**What the task requires:** Exactly reproduce each entry, leaving out nothing.

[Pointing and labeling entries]
+++

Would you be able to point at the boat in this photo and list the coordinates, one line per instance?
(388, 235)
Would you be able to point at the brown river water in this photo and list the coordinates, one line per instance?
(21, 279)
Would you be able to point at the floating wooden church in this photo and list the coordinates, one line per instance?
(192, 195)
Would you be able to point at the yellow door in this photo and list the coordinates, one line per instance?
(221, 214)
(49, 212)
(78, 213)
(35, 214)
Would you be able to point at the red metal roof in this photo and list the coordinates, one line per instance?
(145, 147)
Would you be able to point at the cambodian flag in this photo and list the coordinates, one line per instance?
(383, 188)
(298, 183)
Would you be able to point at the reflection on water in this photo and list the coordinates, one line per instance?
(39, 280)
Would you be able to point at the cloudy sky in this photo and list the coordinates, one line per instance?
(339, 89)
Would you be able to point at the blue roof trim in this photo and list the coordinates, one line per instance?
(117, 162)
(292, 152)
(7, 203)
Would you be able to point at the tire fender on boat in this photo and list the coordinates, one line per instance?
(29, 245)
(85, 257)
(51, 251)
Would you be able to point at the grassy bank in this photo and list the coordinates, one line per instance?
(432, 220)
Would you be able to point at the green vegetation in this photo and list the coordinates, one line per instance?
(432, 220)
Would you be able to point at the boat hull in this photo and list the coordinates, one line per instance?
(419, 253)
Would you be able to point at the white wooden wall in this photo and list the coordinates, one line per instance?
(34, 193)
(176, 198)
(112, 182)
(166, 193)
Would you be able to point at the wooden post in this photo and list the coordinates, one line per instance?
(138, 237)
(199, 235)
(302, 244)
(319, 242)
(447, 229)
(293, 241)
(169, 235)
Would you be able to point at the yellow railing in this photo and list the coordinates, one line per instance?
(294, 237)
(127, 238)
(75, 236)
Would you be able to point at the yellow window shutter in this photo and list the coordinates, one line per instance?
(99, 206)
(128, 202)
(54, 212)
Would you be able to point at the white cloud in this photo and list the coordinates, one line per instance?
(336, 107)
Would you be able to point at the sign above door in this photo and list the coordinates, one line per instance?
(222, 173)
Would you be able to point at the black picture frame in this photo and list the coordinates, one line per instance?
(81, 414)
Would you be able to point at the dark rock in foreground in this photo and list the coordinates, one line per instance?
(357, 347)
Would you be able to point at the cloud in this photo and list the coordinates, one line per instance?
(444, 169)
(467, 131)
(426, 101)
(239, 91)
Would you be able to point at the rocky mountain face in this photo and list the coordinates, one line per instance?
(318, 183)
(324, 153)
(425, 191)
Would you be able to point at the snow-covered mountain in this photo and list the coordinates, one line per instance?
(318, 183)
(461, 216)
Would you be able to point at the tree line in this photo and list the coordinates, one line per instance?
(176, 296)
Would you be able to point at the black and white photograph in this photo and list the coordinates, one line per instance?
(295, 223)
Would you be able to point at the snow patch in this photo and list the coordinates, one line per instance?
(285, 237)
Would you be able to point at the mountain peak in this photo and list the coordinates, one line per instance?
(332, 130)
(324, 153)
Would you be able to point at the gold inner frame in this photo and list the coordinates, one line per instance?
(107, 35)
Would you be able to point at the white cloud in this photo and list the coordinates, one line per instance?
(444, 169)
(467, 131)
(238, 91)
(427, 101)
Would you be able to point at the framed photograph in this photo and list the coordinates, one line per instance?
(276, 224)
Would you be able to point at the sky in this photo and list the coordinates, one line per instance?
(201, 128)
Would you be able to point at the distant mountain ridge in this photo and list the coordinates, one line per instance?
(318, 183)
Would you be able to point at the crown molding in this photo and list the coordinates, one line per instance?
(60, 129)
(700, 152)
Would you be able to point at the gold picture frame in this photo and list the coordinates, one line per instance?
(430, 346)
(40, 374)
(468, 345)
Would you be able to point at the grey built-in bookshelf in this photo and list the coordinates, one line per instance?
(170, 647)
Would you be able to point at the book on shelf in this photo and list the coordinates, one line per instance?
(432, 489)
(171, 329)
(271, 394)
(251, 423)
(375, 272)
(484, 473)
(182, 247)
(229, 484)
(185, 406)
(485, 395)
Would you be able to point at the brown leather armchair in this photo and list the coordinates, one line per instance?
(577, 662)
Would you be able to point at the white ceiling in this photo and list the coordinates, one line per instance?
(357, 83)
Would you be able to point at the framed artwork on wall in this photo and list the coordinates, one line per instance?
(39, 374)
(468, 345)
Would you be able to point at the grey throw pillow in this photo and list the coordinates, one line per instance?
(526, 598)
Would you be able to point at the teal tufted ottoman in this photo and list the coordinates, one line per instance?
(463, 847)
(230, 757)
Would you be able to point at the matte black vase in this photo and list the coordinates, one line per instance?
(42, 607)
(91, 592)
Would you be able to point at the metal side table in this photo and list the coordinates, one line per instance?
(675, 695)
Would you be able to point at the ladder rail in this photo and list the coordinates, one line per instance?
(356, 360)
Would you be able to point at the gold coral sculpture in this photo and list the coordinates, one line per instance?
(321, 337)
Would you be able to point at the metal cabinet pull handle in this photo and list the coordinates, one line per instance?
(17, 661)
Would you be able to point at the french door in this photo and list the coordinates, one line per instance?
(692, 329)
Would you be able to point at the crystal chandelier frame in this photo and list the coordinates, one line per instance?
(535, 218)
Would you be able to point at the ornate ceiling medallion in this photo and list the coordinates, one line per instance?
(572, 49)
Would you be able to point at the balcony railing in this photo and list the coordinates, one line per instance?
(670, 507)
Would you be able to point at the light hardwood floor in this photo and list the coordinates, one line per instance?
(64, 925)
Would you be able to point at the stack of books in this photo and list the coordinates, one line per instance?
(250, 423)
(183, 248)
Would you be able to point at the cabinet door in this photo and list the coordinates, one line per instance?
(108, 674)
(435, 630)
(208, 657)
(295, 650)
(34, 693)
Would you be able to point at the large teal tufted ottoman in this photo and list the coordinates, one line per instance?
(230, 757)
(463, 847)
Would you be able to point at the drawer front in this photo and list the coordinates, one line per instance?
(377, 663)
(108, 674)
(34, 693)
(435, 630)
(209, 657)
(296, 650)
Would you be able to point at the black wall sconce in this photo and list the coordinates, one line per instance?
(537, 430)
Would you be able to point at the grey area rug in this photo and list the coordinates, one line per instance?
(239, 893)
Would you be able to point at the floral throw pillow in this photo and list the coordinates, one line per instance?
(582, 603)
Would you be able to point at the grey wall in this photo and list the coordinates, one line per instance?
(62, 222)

+++

**Exercise answer:**
Would you be able to point at the boat in this photo and list the coordinates, one line per instance?
(388, 235)
Would you be able to point at the brown river water in this photo and list the coordinates, one line per instance?
(21, 279)
Would you be able to point at the floating wooden church in this photo and list the coordinates, one line per instance?
(192, 195)
Would you be able to point at the yellow door in this photo and list the coordinates, one line per instance?
(221, 214)
(49, 212)
(78, 213)
(35, 214)
Would you be able to point at the red metal roof in this photo and list the coordinates, one line per instance?
(145, 147)
Would you be able to point at the cambodian flag in this photo and list the coordinates, one line per instance?
(383, 188)
(298, 183)
Would you be able to point at the reflection on water in this photo and list the coordinates, one line per instance?
(39, 280)
Would you be able to point at the cloudy sky in this photo and list the coordinates, one line per instance?
(339, 89)
Would you be able to point at the blue roof trim in this photo and list the coordinates, one line per instance?
(117, 162)
(292, 152)
(7, 203)
Would you be able to point at the tire fender on boat in this photo and list the coordinates, one line per instance?
(29, 245)
(85, 257)
(51, 251)
Would you be able to point at the grassy bank in this photo and list the coordinates, one line per instance?
(432, 220)
Would you be able to point at the green vegetation in this photo and list the coordinates, one line per instance?
(432, 220)
Would you be able to point at the boat hull in this photo and list the coordinates, one line per instance?
(419, 253)
Would you be able to point at the white wooden wall in this photo and list the coordinates, one line per instance?
(34, 193)
(176, 198)
(112, 182)
(166, 193)
Would you be able to point at the wooden post in this photo and list the coordinates, one line per instance?
(138, 237)
(199, 235)
(302, 244)
(319, 242)
(447, 229)
(293, 241)
(169, 235)
Would you be able to point at the yellow railing in this photo and list the coordinates, one line per instance?
(294, 237)
(127, 238)
(75, 236)
Would you be able to point at the yellow window shutter in this photo and list the coordinates, one line per instance?
(99, 206)
(128, 202)
(54, 212)
Would you be able to point at the white cloud in this photo and list the coordinates, one line per instance?
(336, 107)
Would you be able to point at the sign above door in this photo and list the coordinates, one line per instance?
(222, 173)
Would you be able to point at the black picture frame in this photo and list the coordinates, one line per instance?
(81, 414)
Would you be able to point at the dark rock in foreground in this photo and list the coordinates, one line per instance?
(357, 347)
Would you be able to point at the cloud in this photo and list the coordinates, one line per instance?
(444, 169)
(467, 131)
(426, 101)
(239, 91)
Would you be able to point at the rocky mountain face in this photo and list the coordinates, one line per instance?
(318, 183)
(324, 153)
(425, 191)
Would you be able to point at the snow-covered mountain in this photo and list the coordinates, one line per instance?
(318, 183)
(461, 216)
Would you be able to point at the tree line in this photo and list the coordinates, one line per instance?
(176, 296)
Would you be able to point at the black and white photograph in this photo and list the coordinates, one line per instance?
(295, 223)
Would you be able to point at the snow patch in this photo and list the coordinates, one line per instance?
(285, 237)
Would you be able to point at the mountain peak in this photo and list the coordinates, one line per instance?
(332, 130)
(324, 153)
Would you be able to point at the gold inner frame in this photo and list the coordinates, one line per instance?
(107, 35)
Would you be able to point at the white cloud in this photo and list the coordinates, one line per instance?
(444, 169)
(467, 131)
(238, 91)
(427, 101)
Would you be able to point at the framed photograph in this photo and list the coordinates, one line per instance?
(276, 224)
Would you be able to point at the sky in this photo and list the coordinates, one line per instance?
(201, 128)
Would you be able to point at the distant mountain ridge in this photo and list the coordinates, one line per instance?
(318, 183)
Would you be able to point at the crown molding in this photo and list the coordinates, one line per instance?
(60, 129)
(700, 152)
Would you be able to point at the gold picture frame in this photo and list the coordinates, one line per instance?
(430, 346)
(40, 374)
(468, 345)
Would you be able to point at the grey built-in bookshelf in this photo and list the coordinates, one line per instance?
(170, 647)
Would you be able to point at the book on shelf in this photo and list the coordinates, one line per instance?
(432, 489)
(171, 329)
(271, 394)
(251, 423)
(375, 272)
(484, 473)
(182, 247)
(229, 484)
(185, 406)
(485, 395)
Would you be able to point at the brown leather armchair in this photo and list the coordinates, one line per instance?
(577, 662)
Would you be able to point at the white ceiling in this photo and list the coordinates, one line per instance?
(357, 83)
Would you be able to point at the framed artwork on wall in this photo and list the coordinates, one line per instance?
(39, 374)
(468, 345)
Would you be able to point at the grey throw pillow in this photo and list the coordinates, one line per instance?
(526, 598)
Would you be able to point at the teal tufted ottoman in this photo and list the coordinates, one line per instance?
(463, 847)
(230, 757)
Would you be able to point at the matte black vase in this photo and list the coordinates, one line per instance?
(42, 607)
(91, 592)
Would you be able to point at the metal side table in this photo and list the coordinates, one line per instance?
(675, 695)
Would you be able to point at the ladder rail in this photo and list the coordinates, one line per instance?
(356, 360)
Would you be able to point at the gold coral sculpture in this photo and list the coordinates, one line per instance?
(321, 337)
Would you be able to point at the metal cabinet pull handle in this photo and list the coordinates, one line per instance?
(17, 661)
Would you be able to point at the french door in this photo and list the coordinates, one line per instance?
(692, 329)
Would you be able to point at the crystal chandelier frame in this photo and list the coordinates, one line per instance?
(535, 218)
Would you be able to point at the ornate ceiling medallion in this photo and list the coordinates, one line per instance?
(572, 49)
Would you be able to point at the balcony railing in this photo and list the coordinates, one line per instance?
(670, 507)
Would you be able to point at the light hardwood floor in this photo and list the coordinates, one line per instance?
(64, 925)
Would you be able to point at the stack of books in this photo and list the coordinates, one line per instance?
(250, 423)
(183, 248)
Would you be able to point at the cabinet door in this photo and list the coordinates, one line per instance?
(108, 674)
(435, 630)
(208, 657)
(295, 650)
(34, 693)
Would you be able to point at the large teal tufted ottoman in this photo and list the coordinates, one line per instance?
(230, 757)
(463, 847)
Would you be able to point at the drawer front in this photo and list the coordinates, one line per instance?
(377, 663)
(108, 674)
(34, 693)
(435, 630)
(209, 657)
(296, 650)
Would you be able to point at the black wall sconce in this photo and list the coordinates, one line per instance?
(537, 430)
Would you be able to point at the grey area rug in this photo and list the coordinates, one line per instance?
(239, 893)
Would you be able to point at the floral throw pillow in this photo and list the coordinates, one line per instance?
(582, 603)
Would you be able to point at the grey wall in this photo and list the coordinates, one line per instance?
(62, 222)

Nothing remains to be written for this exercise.